## BEGIN

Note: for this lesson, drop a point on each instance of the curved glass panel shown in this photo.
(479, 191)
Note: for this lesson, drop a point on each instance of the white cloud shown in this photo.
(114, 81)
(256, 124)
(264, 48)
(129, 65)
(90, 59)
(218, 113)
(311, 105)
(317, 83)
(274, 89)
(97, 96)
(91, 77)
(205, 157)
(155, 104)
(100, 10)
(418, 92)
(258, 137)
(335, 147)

## END

▶ _The request_
Extract every line of the records above and reproduce each one without any alteration.

▶ _Complete output_
Note: for this lesson, drop a point on each instance of the curved glass panel shown in this photo.
(479, 191)
Note: for this lesson, drop a point on each instance of the white cloud shown in this photo.
(114, 81)
(256, 124)
(264, 48)
(129, 65)
(90, 59)
(218, 113)
(311, 105)
(317, 83)
(274, 89)
(97, 96)
(91, 77)
(205, 157)
(155, 104)
(100, 10)
(418, 92)
(258, 137)
(335, 147)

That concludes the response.